==== PROVIDED RECORDS
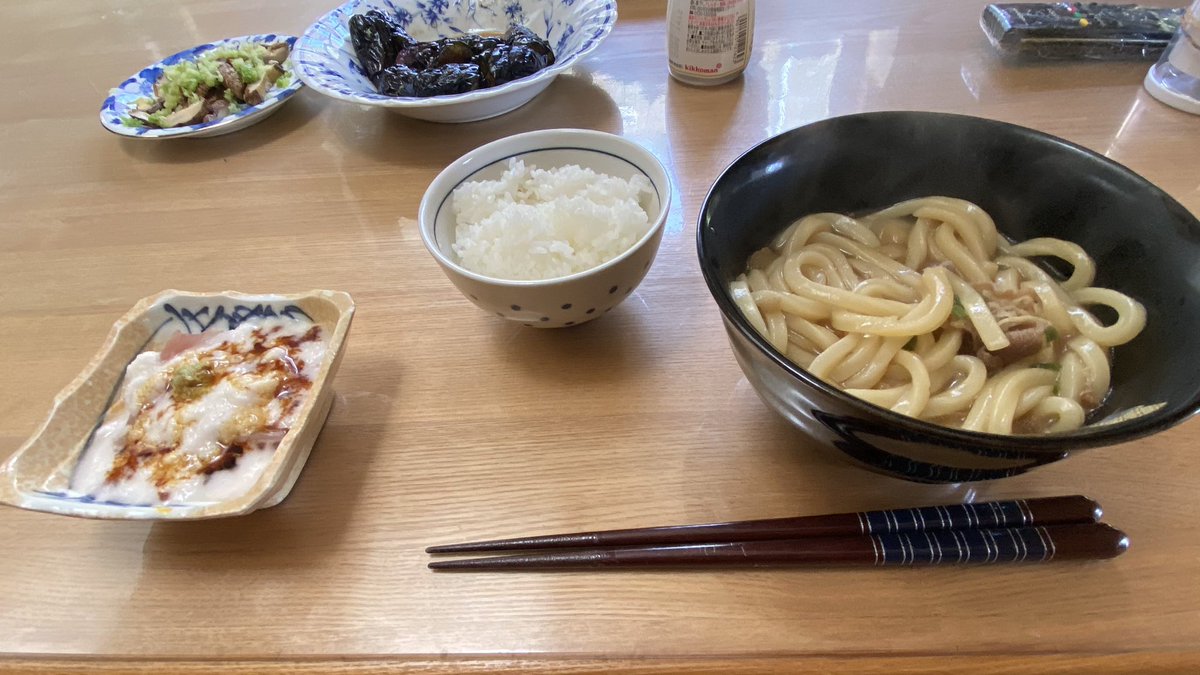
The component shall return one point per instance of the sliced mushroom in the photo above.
(217, 108)
(231, 79)
(186, 114)
(277, 52)
(273, 72)
(257, 93)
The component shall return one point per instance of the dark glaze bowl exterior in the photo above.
(1144, 243)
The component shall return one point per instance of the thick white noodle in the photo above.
(869, 305)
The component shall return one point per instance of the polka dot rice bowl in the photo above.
(564, 300)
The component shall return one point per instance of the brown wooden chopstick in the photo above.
(941, 547)
(996, 514)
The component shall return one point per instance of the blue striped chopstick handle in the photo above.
(952, 547)
(1013, 513)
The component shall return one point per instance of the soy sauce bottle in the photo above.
(708, 41)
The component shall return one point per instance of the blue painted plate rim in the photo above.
(342, 12)
(277, 95)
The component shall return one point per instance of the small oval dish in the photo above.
(114, 113)
(325, 59)
(45, 473)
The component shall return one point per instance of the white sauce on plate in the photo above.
(199, 420)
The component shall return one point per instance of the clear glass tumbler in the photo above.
(1175, 78)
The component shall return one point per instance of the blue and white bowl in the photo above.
(325, 58)
(124, 97)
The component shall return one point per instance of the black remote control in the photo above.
(1080, 30)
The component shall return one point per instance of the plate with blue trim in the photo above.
(123, 100)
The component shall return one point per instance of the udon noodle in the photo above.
(922, 308)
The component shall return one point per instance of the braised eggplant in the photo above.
(401, 66)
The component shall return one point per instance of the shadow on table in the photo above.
(610, 348)
(570, 101)
(291, 118)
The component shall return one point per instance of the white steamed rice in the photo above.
(543, 223)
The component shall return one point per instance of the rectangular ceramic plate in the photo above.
(37, 475)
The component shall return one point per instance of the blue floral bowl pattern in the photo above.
(325, 58)
(121, 99)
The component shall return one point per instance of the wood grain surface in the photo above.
(450, 424)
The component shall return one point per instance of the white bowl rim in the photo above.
(523, 144)
(376, 99)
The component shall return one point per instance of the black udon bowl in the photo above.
(1144, 243)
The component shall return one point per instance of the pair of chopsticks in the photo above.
(1036, 530)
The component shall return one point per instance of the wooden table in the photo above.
(451, 424)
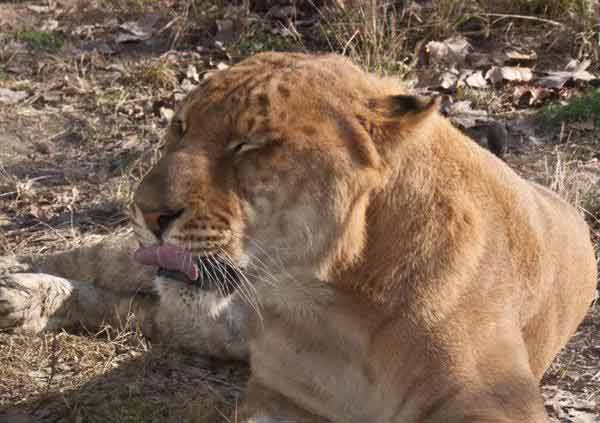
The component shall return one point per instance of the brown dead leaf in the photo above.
(448, 80)
(574, 71)
(192, 73)
(452, 51)
(39, 9)
(517, 56)
(476, 80)
(509, 73)
(9, 97)
(166, 114)
(464, 115)
(527, 95)
(133, 31)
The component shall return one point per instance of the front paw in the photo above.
(29, 301)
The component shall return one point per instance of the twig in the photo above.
(529, 18)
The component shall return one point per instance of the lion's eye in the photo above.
(242, 147)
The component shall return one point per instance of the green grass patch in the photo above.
(41, 40)
(584, 108)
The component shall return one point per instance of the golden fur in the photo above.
(394, 270)
(407, 274)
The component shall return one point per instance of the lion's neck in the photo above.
(413, 225)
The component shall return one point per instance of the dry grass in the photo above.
(115, 375)
(387, 36)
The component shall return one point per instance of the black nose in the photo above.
(159, 222)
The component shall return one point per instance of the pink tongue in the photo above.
(168, 257)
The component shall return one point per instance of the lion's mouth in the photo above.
(206, 272)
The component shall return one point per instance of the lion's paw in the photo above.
========
-- REQUIREMENT --
Set aside the pictures. Then return every line of the material above verbatim.

-- TASK OUTPUT --
The component shall return one point per instance of the sliced mushroom in the photo above.
(217, 108)
(231, 79)
(186, 114)
(277, 52)
(273, 72)
(257, 93)
The component shall return one point per instance of the dark glaze bowl exterior in the photo above.
(1144, 243)
The component shall return one point per instance of the thick white noodle in the photo above.
(869, 305)
The component shall return one point per instance of the polka dot rice bowl in the photo above.
(564, 300)
The component shall return one point per instance of the brown wooden chopstick in the photo above.
(941, 547)
(996, 514)
The component shall return one point per instance of the blue striped chopstick handle in the photo above.
(952, 547)
(1013, 513)
The component shall return one point per instance of the soy sauce bottle in the photo above.
(708, 41)
The component shall return one point per instance of the blue painted plate rim in the photo above.
(342, 12)
(277, 95)
The component shall return one point per instance of the small oval dish in the photo above.
(114, 113)
(325, 59)
(45, 473)
The component shall return one point per instance of the white sauce on plate in the photo above.
(199, 420)
The component shall return one point per instance of the clear glass tumbler in the photo above.
(1175, 78)
The component shall return one point per instance of the blue and white bowl in the photo above.
(325, 58)
(124, 97)
The component shall return one point per instance of the black remote control in the photo above.
(1080, 30)
The component shall return one point per instance of the plate with blue trim in the photo above.
(123, 100)
The component shall return one point per instance of the udon noodle in the photo above.
(922, 308)
The component shall return one point per instance of the braised eggplant in the photo above.
(401, 66)
The component shall return one point per instance of the shadow on table in the photo above.
(610, 348)
(570, 101)
(291, 118)
The component shall return one point per instance of the white steamed rice in the photo above.
(543, 223)
The component shall return one point per instance of the rectangular ceramic plate in the photo above.
(37, 475)
The component shall return one point per instance of the blue floral bowl pattern in the photo above.
(325, 58)
(121, 99)
The component shall return one point per instance of the wood grain surface in the photo above.
(450, 424)
The component shall return one point per instance of the white bowl rim in the photo above.
(523, 144)
(376, 99)
The component shall return one point per instance of the black udon bowl in the photo above.
(1144, 243)
The component shall return one point per instance of the pair of chopsticks in the photo above.
(1036, 530)
The component shall return one point per instance of the wooden table in the photo above.
(451, 424)
The component shall return one point per instance of the brown dead leaf in the photo above.
(448, 80)
(574, 71)
(192, 73)
(452, 51)
(39, 9)
(517, 56)
(476, 80)
(509, 73)
(9, 97)
(166, 114)
(464, 115)
(527, 95)
(133, 31)
The component shall return one point per instance of the front paw in the photo above.
(29, 301)
The component shall return one point per instance of the twig in the photo above.
(529, 18)
The component shall return one point per instance of the lion's eye in the photo above.
(242, 147)
The component shall return one point per instance of the green grass patch in the photo above.
(41, 40)
(584, 108)
The component shall return one point per instance of the golden fur in the photo above.
(394, 270)
(407, 274)
The component shall return one point per instance of the lion's neck in the photo above.
(413, 225)
The component shall return one point per instance of the dry grass in the photo above.
(115, 375)
(387, 36)
The component shall return one point per instance of the black nose in the photo above.
(159, 222)
The component shall return one point per instance of the pink tongue in the photo above.
(168, 257)
The component shall return one point per instance of the lion's mouth in the photo above.
(206, 272)
The component shall return one point per instance of the lion's paw in the photo above.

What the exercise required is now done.